___ Page extract

By: Jamie Jablonowski, RN, BSN
Follow me on Twitter! @jamiejab
On a Saturday evening out in the city, your night is either going to end with pizza or intercourse, and if you’re lucky: both. While you often make the decision based on what’s most readily available, which one is scientifically proven to be better for your body and mind? Let’s explore:
For the purpose of this article, we are going to define sex as the old school “P” and “V” action. While this is not the only type, this is where most of the research has been focused. A 2010 article in the Journal of Sexual Medicine showed that a person’s level of satisfaction with their mental health was positively correlated to the rate they were having sex. Surprisingly, a greater incidence of masturbation was related to a higher level of depression and a lower level of individual happiness (i.e. real woman>porn).
In regards to your overall physical condition, sex helps strengthen a woman’s pelvic floor muscles and can help prevent incontinence later in life. For men, there may be a link to the amount of times a man ejaculates and a lower risk of prostate cancer, however there is not enough research to completely support this claim. For both men and women, sexual intercourse is linked to lower systolic blood pressure.

______
___ Data under study

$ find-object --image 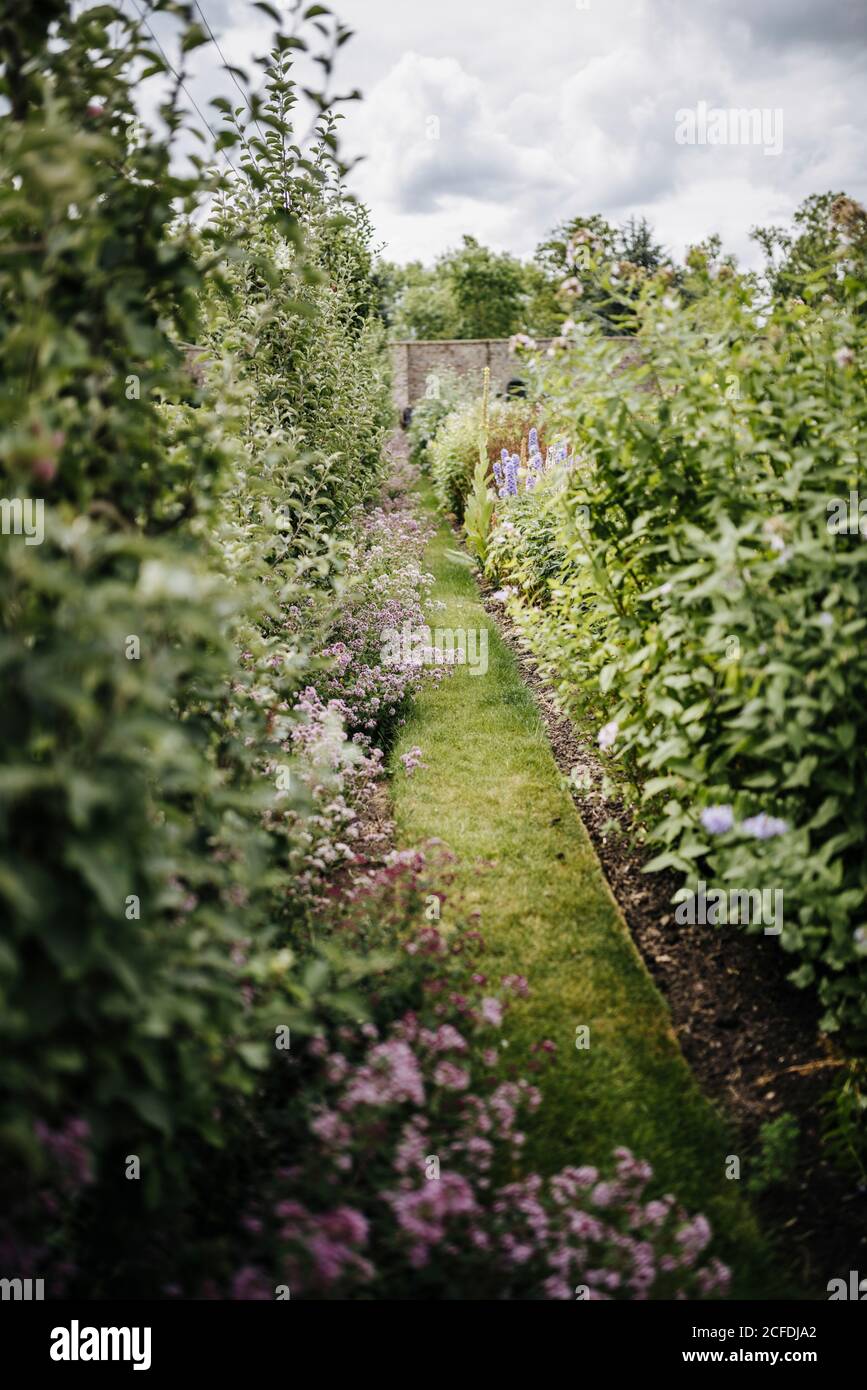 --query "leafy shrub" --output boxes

______
___ Data under study

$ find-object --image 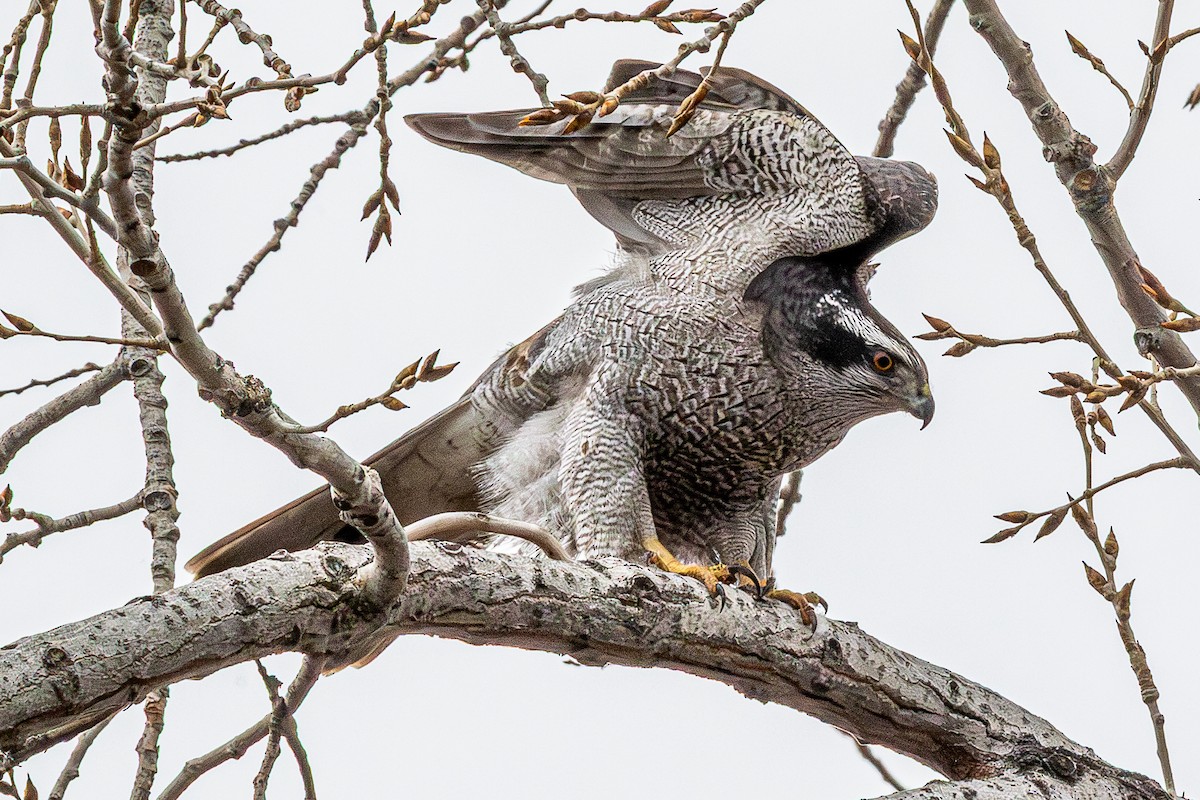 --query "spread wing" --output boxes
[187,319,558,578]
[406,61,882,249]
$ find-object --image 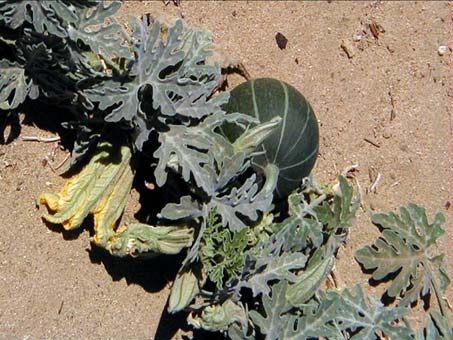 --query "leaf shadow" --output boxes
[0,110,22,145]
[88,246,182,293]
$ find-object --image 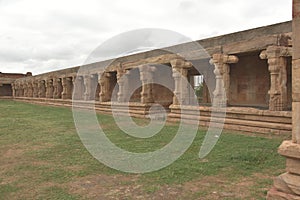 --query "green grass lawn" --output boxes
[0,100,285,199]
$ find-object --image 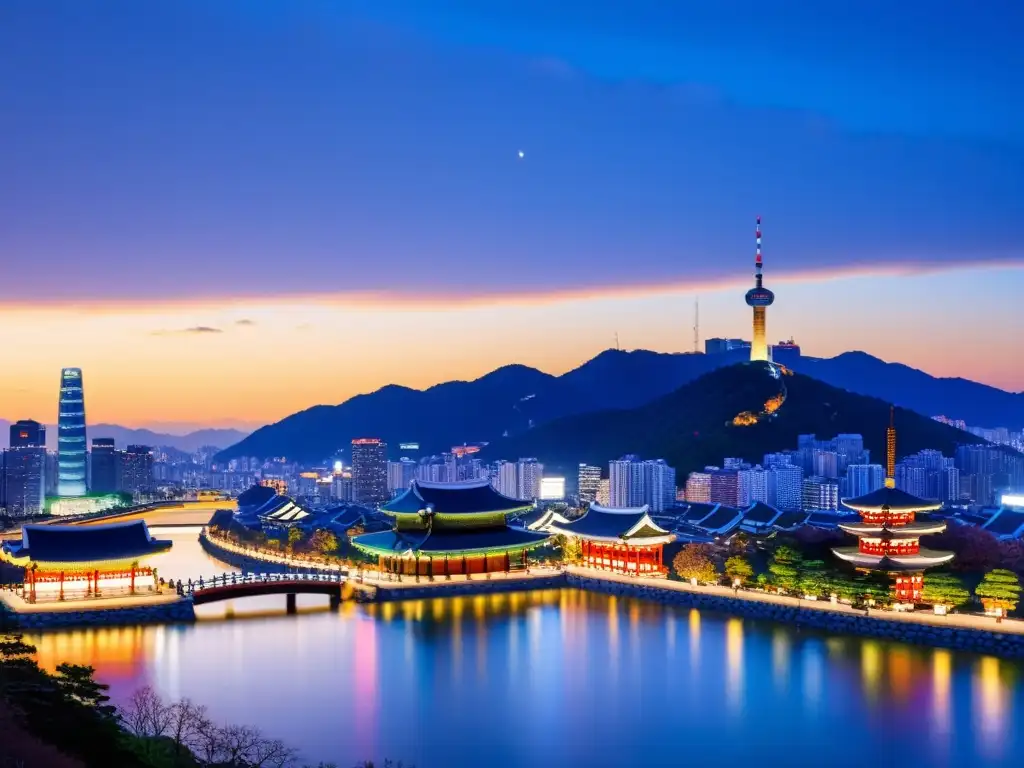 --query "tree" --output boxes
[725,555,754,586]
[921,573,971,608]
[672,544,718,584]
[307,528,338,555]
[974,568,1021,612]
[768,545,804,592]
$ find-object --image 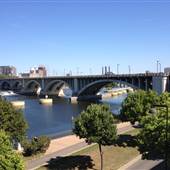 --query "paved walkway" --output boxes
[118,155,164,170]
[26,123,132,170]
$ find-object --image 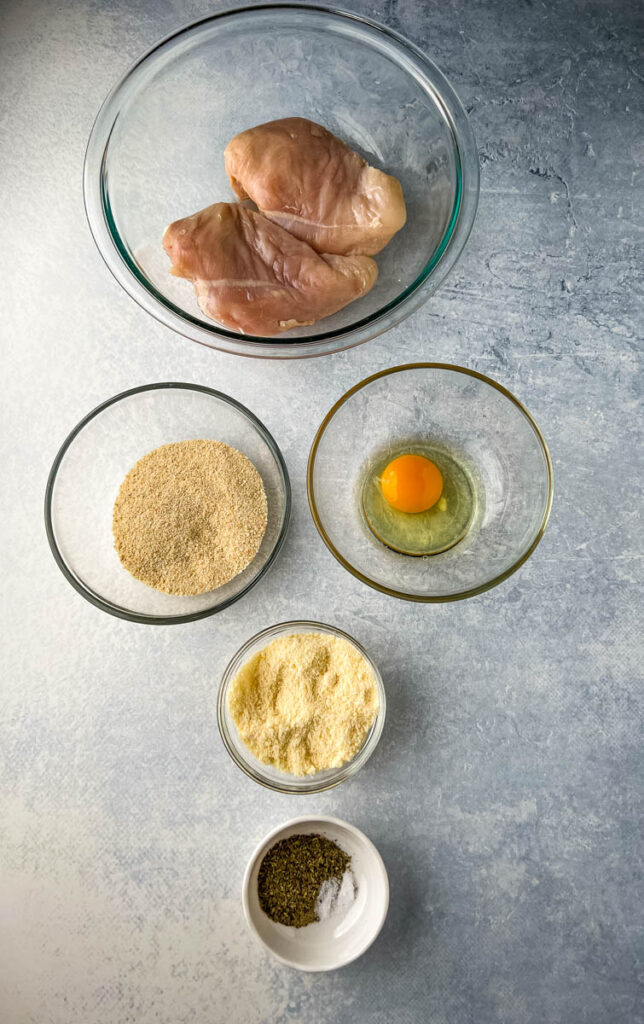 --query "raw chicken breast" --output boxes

______
___ Data under study

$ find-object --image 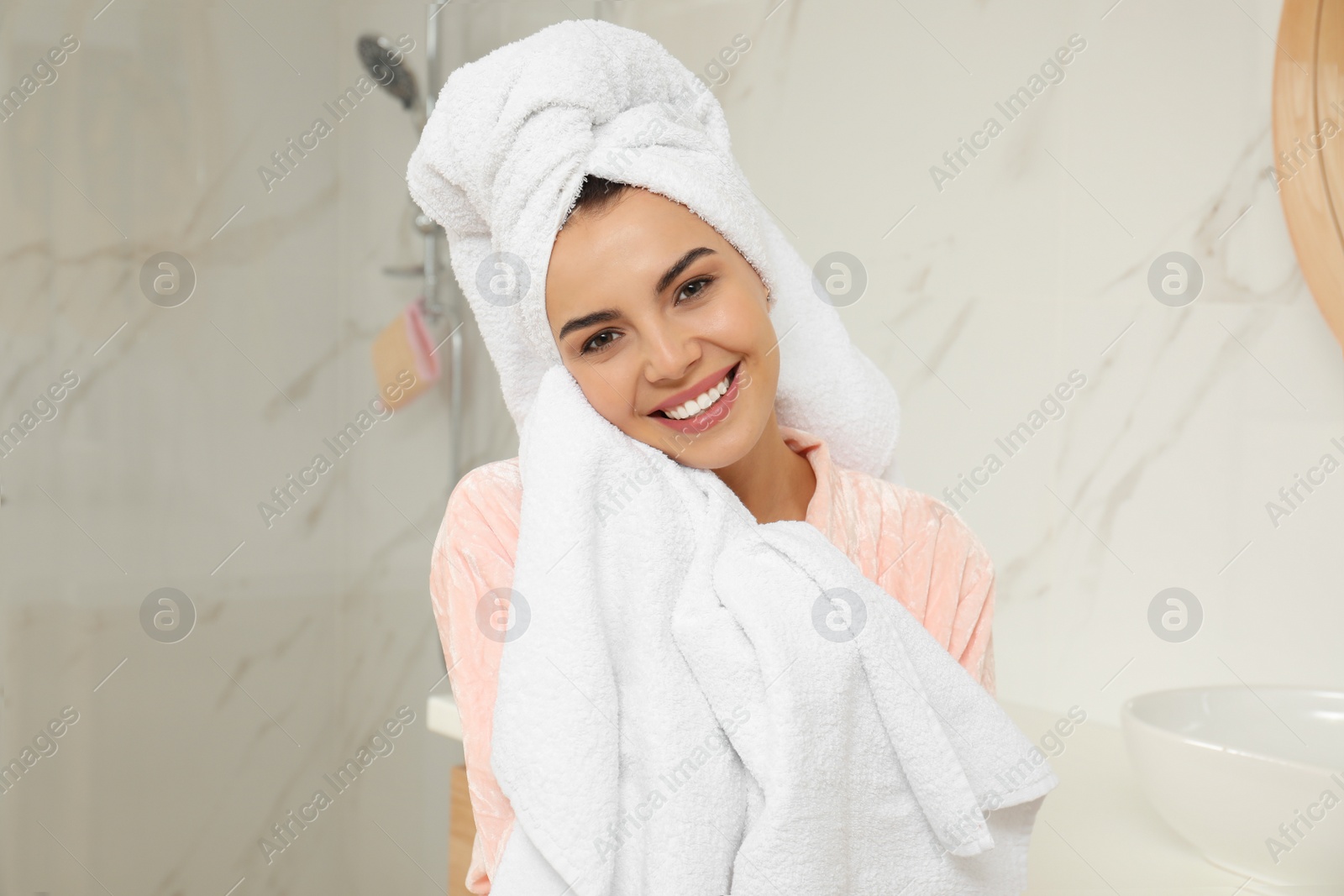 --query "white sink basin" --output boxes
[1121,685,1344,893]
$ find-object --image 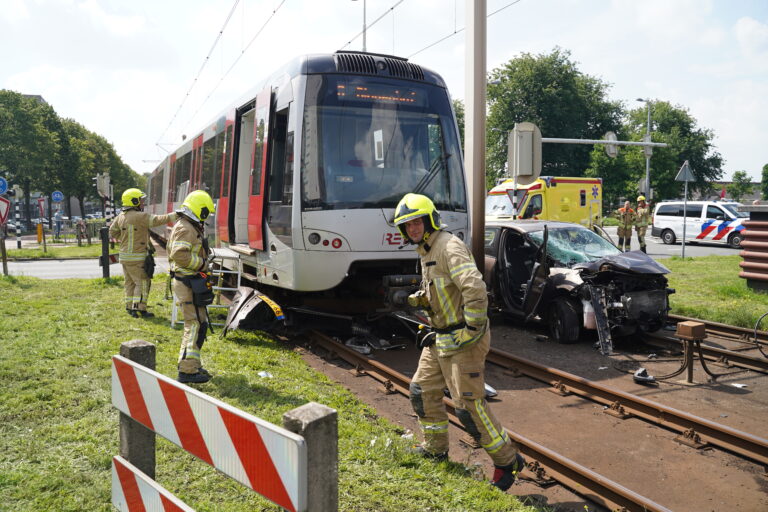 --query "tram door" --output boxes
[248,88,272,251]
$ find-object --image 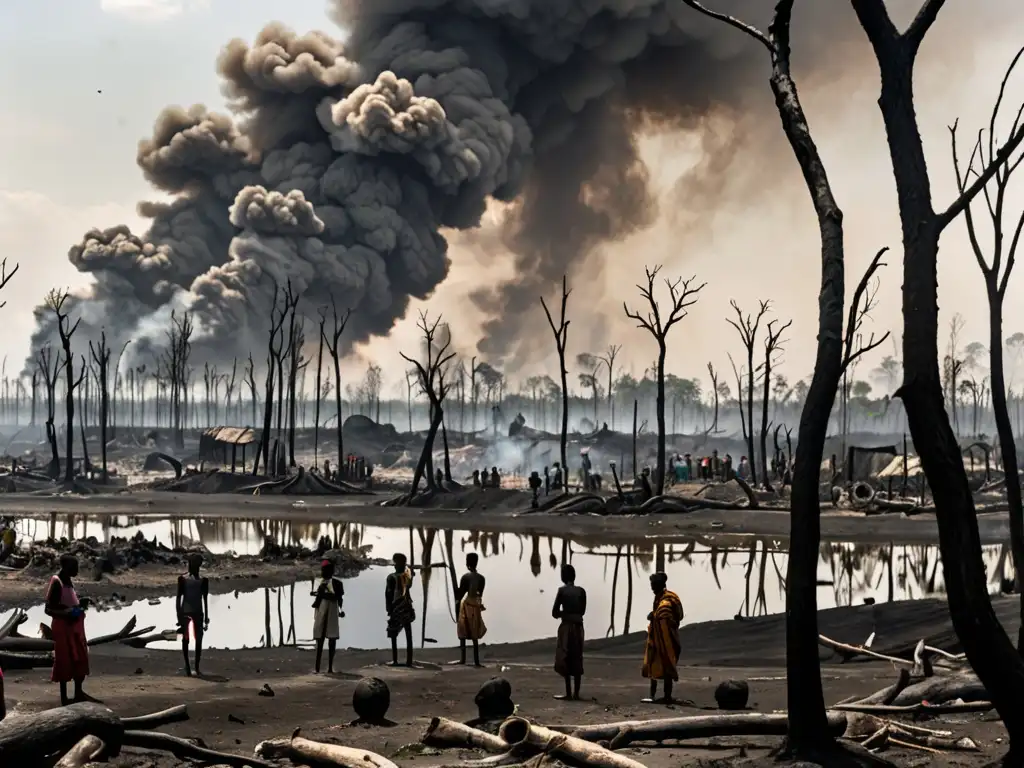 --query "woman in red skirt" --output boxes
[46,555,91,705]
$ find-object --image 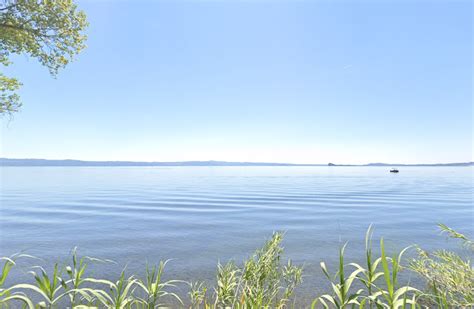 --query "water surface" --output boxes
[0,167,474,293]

______

* **What you have to do**:
In three sentences, summarize the article about the health effects of sex.

* **Solution to the exercise**:
Citing a 2010 article in the Journal of Sexual Medicine, the piece reports that people's satisfaction with their mental health rose with how often they had sex, while more frequent masturbation was tied to more depression and less happiness. Physically, sex strengthens women's pelvic floor muscles, can help prevent incontinence later in life, and is linked to lower systolic blood pressure in both men and women. There may also be a link between how often a man ejaculates and a lower risk of prostate cancer, but there is not enough research to fully support that claim.